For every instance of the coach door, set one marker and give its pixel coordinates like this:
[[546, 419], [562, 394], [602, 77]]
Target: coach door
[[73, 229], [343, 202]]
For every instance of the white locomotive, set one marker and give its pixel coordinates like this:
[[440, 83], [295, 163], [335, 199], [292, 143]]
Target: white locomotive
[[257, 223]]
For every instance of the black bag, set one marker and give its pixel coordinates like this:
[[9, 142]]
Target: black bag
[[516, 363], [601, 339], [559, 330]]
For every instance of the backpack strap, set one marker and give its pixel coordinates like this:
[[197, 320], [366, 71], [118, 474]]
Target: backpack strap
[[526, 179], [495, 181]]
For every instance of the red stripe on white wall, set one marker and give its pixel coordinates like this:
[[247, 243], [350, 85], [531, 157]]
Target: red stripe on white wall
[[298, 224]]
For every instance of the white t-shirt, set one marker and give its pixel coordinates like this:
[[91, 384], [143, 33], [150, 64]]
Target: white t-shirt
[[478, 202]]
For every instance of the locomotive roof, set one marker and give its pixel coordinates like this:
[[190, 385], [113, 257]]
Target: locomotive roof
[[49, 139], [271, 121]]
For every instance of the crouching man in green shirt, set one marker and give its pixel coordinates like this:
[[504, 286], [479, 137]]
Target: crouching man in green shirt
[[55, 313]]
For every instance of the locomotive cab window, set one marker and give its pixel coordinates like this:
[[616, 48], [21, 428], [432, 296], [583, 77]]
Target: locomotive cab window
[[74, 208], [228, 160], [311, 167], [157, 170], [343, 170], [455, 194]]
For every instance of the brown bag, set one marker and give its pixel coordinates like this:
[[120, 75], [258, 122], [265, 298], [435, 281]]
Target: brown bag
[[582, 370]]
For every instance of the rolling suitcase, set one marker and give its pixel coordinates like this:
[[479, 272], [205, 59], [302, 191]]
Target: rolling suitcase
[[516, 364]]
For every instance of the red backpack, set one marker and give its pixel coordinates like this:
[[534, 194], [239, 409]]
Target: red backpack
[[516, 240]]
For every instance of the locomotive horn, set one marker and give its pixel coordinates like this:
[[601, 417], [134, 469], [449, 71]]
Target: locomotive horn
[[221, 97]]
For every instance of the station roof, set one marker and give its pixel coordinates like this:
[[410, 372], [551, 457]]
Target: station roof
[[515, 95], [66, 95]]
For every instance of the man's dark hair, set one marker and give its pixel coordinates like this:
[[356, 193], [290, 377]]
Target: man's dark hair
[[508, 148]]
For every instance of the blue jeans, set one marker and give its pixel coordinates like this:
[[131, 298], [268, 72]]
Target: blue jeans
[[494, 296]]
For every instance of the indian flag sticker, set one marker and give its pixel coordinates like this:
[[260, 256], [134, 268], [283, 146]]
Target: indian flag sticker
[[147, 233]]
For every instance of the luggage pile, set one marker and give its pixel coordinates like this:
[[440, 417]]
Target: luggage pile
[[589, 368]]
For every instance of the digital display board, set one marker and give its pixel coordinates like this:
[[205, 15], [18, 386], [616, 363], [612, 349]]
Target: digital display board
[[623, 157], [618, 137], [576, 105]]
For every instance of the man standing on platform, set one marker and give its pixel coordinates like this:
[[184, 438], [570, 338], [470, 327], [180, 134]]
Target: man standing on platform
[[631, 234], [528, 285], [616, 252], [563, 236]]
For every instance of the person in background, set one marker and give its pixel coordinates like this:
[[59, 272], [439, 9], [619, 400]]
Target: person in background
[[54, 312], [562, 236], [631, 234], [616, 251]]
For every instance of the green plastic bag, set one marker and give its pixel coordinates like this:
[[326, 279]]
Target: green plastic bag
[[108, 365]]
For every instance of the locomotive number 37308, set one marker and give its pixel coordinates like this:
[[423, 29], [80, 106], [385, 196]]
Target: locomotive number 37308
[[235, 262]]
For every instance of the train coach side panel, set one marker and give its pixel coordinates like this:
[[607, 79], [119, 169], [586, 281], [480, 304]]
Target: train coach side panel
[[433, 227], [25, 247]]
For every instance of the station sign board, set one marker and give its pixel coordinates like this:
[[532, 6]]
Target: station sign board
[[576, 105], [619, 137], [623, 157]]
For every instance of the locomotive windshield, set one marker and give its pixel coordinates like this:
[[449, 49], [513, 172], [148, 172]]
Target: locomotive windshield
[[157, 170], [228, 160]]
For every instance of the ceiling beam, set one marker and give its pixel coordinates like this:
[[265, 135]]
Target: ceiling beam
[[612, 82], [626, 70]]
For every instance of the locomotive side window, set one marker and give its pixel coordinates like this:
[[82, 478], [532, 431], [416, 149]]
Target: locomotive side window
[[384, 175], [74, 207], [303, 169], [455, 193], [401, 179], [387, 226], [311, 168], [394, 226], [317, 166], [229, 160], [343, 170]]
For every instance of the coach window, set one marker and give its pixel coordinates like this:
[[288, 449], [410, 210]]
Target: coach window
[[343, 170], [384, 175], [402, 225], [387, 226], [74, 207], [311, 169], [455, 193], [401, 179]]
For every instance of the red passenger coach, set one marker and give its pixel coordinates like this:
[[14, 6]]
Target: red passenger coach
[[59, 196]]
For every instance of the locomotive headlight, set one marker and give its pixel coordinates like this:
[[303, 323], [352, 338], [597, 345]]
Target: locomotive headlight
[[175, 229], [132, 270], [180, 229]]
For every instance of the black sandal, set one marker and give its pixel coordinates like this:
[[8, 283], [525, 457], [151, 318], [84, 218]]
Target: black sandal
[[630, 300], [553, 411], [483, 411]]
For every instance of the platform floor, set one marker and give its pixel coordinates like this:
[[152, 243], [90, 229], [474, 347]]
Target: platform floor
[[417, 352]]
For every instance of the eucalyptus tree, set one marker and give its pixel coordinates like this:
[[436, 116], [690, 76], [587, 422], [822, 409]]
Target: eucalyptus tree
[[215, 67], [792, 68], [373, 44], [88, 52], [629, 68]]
- - -
Please copy out all of the items above, word for word.

For every instance of the coach door, set one marker and give its pixel coordinates like this:
[[546, 419], [562, 394], [602, 77]]
Target: coach door
[[73, 229], [343, 202]]
For every instance of the white locomotive, set one marker and give its pixel coordinates like this:
[[440, 83], [295, 163], [335, 199], [292, 143]]
Target: white locomotive
[[257, 223]]
For every instance of the black bag, set one marker and give its pixel coordinates like this:
[[9, 142]]
Target: black bag
[[516, 363], [601, 339], [559, 330]]
For every instance of the backpack strap, set one marker and give its pixel coordinates like this:
[[197, 320], [366, 71], [118, 474]]
Target: backpack strap
[[526, 179], [495, 181]]
For every instance of the red stripe on white wall, set one marker and give its pixel coordinates like this:
[[247, 243], [350, 85], [531, 157]]
Target: red stripe on white wall
[[298, 224]]
For every instance of the white t-shirt, set one marker and give its pixel coordinates like this:
[[91, 384], [143, 33], [150, 64]]
Target: white t-shirt
[[478, 202]]
For every instance of the locomotive roof, set one marker and give its pixel coordinates like this:
[[190, 385], [113, 257]]
Target: locomotive roof
[[49, 139], [271, 121]]
For every instance of the crouching man in green shirt, set one marker and give its pixel coordinates like this:
[[504, 286], [479, 137]]
Target: crouching man in green shirt
[[55, 313]]
For every instance of the locomotive cab window, set one marker and give its pixel coordinates like this:
[[616, 48], [21, 428], [432, 296], [583, 77]]
Target: locomotive cab window
[[74, 208], [228, 160], [311, 167], [157, 170], [343, 170], [455, 194]]
For every instance of the brown bag, set one marker and give its pixel coordinates like this:
[[120, 75], [258, 122], [265, 298], [435, 281]]
Target: brown bag
[[582, 370]]
For every instance of the rolling suitcase, set one marker and give its pixel coordinates like this:
[[479, 272], [205, 59], [302, 191]]
Target: rolling suitcase
[[516, 364]]
For every instance of the red backpack, set one marker and give its pixel coordinates like this:
[[534, 194], [239, 409]]
Target: red backpack
[[516, 240]]
For every instance of the locomotive horn, set one marker and give its pixel coordinates like this:
[[601, 417], [134, 469], [449, 71]]
Target: locomotive horn
[[221, 97]]
For every instance of the station roof, set one marker and give its pixel coordinates like this:
[[410, 372], [551, 457]]
Target: station roof
[[515, 95], [66, 95]]
For every instance of the man's dark hair, set one marker and give its pixel coordinates like this:
[[356, 193], [290, 377]]
Target: man's dark hair
[[508, 148]]
For every instance of the blue jeans, set one marker and give its pixel coordinates like this:
[[131, 298], [268, 72]]
Target: blue jeans
[[494, 296]]
For every instance of the indian flag sticker, set one marker and give its pixel coordinates like this:
[[260, 256], [134, 268], [283, 146]]
Target: indian flag sticker
[[147, 233]]
For every instance of the luggage pile, set one marker and give its pixel coordinates like this:
[[440, 417]]
Target: luggage pile
[[589, 368]]
For every instance of the digital display board, set one marker and give its pixel coordinates like this:
[[205, 15], [18, 386], [616, 363], [612, 349]]
Target: digital display board
[[623, 157], [618, 137], [576, 105]]
For every instance of the man standing on platform, set one marker and give its pixel coordinates like this:
[[184, 438], [570, 338], [470, 327], [180, 134]]
Target: man standing on platform
[[631, 234], [528, 285], [616, 252], [563, 236]]
For every instance of the person in background, set one marker and give its pixel coordinates like this:
[[59, 272], [439, 9], [619, 400]]
Target: person in background
[[54, 312], [562, 236], [631, 234], [616, 251]]
For every instance of the green plastic bag, set one marker and give its pixel coordinates like this:
[[326, 279]]
Target: green plastic bag
[[108, 365]]
For every instance of the locomotive number 37308, set one marker and give its pixel coordinates like this:
[[423, 29], [80, 106], [385, 196]]
Target: locomotive number 37308
[[235, 262]]
For every instance of the train coach side panel, set one marker and give its pixel coordinates like this:
[[607, 79], [119, 169], [586, 281], [480, 304]]
Target: train coach side panel
[[433, 227], [25, 247]]
For every instance of the station sign board, set one marker and give its pixel coordinates like this:
[[532, 6]]
Target: station sign board
[[576, 105], [619, 137], [623, 157]]
For every instance of the locomotive windshield, set one marker and give its pixel coordinates like this:
[[449, 49], [513, 172], [148, 172]]
Target: locomotive windshield
[[157, 170], [228, 160]]
For every instance of the ceiling beam, set one marker and give its pixel coordinates like this:
[[265, 135]]
Target: ceiling beam
[[612, 82], [626, 70]]
For every instance of the locomotive side window, set one marker and give its pixel coordinates like this:
[[82, 478], [532, 431], [416, 149]]
Target: locomotive side window
[[384, 175], [74, 207], [303, 169], [455, 193], [401, 179], [387, 226], [311, 168], [394, 226], [317, 166], [229, 160], [343, 170]]
For every instance of the coach window, set one marker and give its pixel coordinates like this:
[[288, 449], [410, 210]]
Target: coach window
[[343, 170], [384, 175], [402, 225], [387, 226], [74, 207], [311, 169], [455, 193], [401, 179]]
For every instance of the red passenger coach, set one marker and give its pixel coordinates like this:
[[14, 6]]
Target: red passenger coach
[[59, 196]]
For every instance of the locomotive headlight, set one marker and give its pixel coordinates like this:
[[303, 323], [352, 338], [597, 345]]
Target: locomotive headlight
[[175, 229], [132, 270], [180, 229]]
For every instance of the black sandal, set one marker and give its pixel coordinates like this:
[[8, 283], [525, 457], [151, 318], [84, 218]]
Target: black sandal
[[630, 300], [553, 411], [483, 411]]
For every instance of the platform floor, set one marker and give its pixel coordinates like this:
[[152, 243], [90, 229], [474, 347]]
Target: platform floor
[[417, 352]]
For every instance of the eucalyptus tree, set one marker and give its pixel coordinates like this:
[[436, 116], [690, 76], [587, 422], [822, 409]]
Target: eucalyptus tree
[[215, 67], [792, 68], [373, 44], [88, 52], [629, 68]]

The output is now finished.